TASK INSTRUCTIONS:
An exact transcript is required of the lines below, from the one containing "column 234, row 97" through the very last; leave every picture out of it.

(Saved entries)

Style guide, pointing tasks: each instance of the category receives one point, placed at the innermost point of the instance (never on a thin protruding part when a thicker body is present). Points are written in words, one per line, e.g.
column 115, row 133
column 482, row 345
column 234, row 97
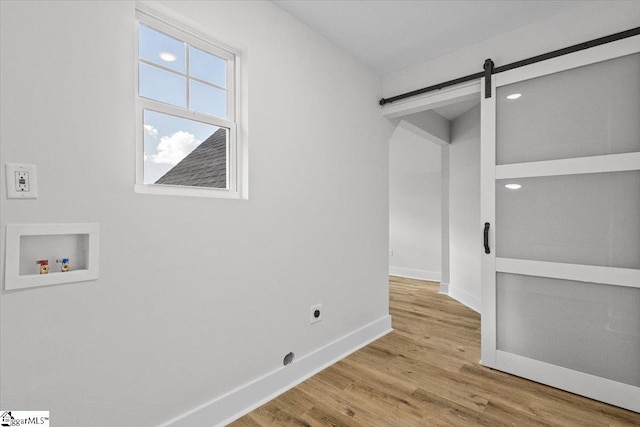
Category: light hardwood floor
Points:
column 426, row 373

OUTPUT OF THE EXERCISE:
column 234, row 97
Category: light hardwood floor
Points:
column 426, row 373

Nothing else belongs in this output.